- Date: 28 September 1974
- Stadium: Melbourne Cricket Ground, Melbourne, Australia
- Attendance: 113,839
- Favourite: Richmond

= 1974 VFL grand final =

Grand final of the 1974 Victorian Football League season

The 1974 VFL grand final was an Australian rules football game contested between the Richmond Football Club and North Melbourne Football Club, held at the Melbourne Cricket Ground in Melbourne on 28 September 1974. It was the 77th annual grand final of the Victorian Football League, staged to determine the premiers for the 1974 VFL season. The match, attended 113,839 spectators, was won by Richmond by a margin of 41 points, marking that club's ninth VFL/AFL premiership victory. It was the first grand final to be videotaped and telecast in colour (test colour broadcasts however did not commence until mid-October of that same year).

==Background==
Richmond, the reigning premier, was making its third consecutive appearance in a grand final.

Conversely, this was only North Melbourne's second appearance in a grand final in its history, its sole previous appearance having been in the 1950 VFL grand final, and it was the only club yet to win a flag. North Melbourne was coached by three-time premiership coach Ron Barassi in his second year as coach of the club. He had managed to reverse the club's fortunes after it had finished last with one win in the 1972 season, and 1974 was North Melbourne's first time in the top four since 1958. The addition through the 10-year rule of experienced players from other clubs such as Doug Wade (Geelong), Barry Davis (Essendon) and John Rantall (South Melbourne) added great strength to the North Melbourne side.
§
Written request 1: Retype the passage from the 1974 VFL grand final text word for word, starting at "Grand final of the 1974" and ending at "a grand final.".
Written request 2: Extend the 1974 VFL grand final text, picking up after its last sentence.

Data segment:
§
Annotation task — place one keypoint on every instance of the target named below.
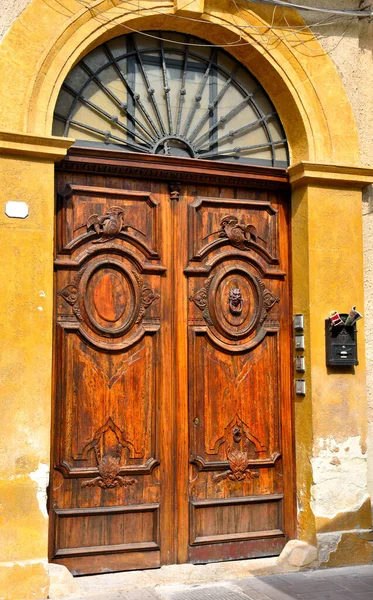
§
Task answer 1:
Grand final of the 1974 Victorian Football League season

The 1974 VFL grand final was an Australian rules football game contested between the Richmond Football Club and North Melbourne Football Club, held at the Melbourne Cricket Ground in Melbourne on 28 September 1974. It was the 77th annual grand final of the Victorian Football League, staged to determine the premiers for the 1974 VFL season. The match, attended 113,839 spectators, was won by Richmond by a margin of 41 points, marking that club's ninth VFL/AFL premiership victory. It was the first grand final to be videotaped and telecast in colour (test colour broadcasts however did not commence until mid-October of that same year).

==Background==
Richmond, the reigning premier, was making its third consecutive appearance in a grand final.

Task answer 2:
At the conclusion of the regular home-and-away season, Richmond had finished first on the ladder with 17 wins and 5 losses. North Melbourne had finished second with 16 wins and 6 losses.

In the finals series leading up to the grand final, North Melbourne defeated Hawthorn by 38 points in the qualifying final before losing to Richmond by 21 points in the second semi-final. They then met Hawthorn again in the preliminary final, which they won by just five points to advance to the grand final. Richmond advanced straight to the grand final on the back of their win in the second semi-final.

Earlier in the month, North Melbourne wingman Keith Greig won his second consecutive Brownlow Medal.

==Match summary==

| Team | 1 | 2 | 3 | Final |
|---|---|---|---|---|
| Richmond | 3.8 | 10.11 | 12.17 | 18.20 (128) |
| North Melbourne | 3.2 | 8.3 | 11.4 | 13.9 (87) |

===First quarter===
The match was played on a dry surface in overcast conditions. The game developed into a battle of defences in the early part of the opening quarter, before North Melbourne's Sam Kekovich marked strongly and kicked the first goal of the game. North Melbourne had the majority of the crowd support due to the fact it was striving for its first VFL premiership. Wayne Walsh kicked Richmond's first goal after receiving a free kick in the forward pocket. Richmond captain Royce Hart performed strongly at centre half-forward, marking strongly on several occasions. Daryl Cumming handpassed to tall youngster David Cloke and he registered Richmond's second goal with an excellent left-foot snap under extreme pressure from several North Melbourne defenders. Both sides were applying intense physical pressure, and this resulted in several basic errors in general play. Misses to Hart, Kevin Bartlett and Paul Sproule saw Richmond move to 2 goals 7 behinds (19 points), before Barry Richardson goaled after a strong mark to give the Tigers a comfortable lead near quarter-time. North Melbourne fought back with a fine snap from full-forward Doug Wade, which was up his 100th goal for the season. Veteran rover Barry Cable kicked a goal right on the siren after receiving a free kick, to bring North Melbourne to within six points. Richmond 3.8 (26) led North Melbourne 3.2 (20).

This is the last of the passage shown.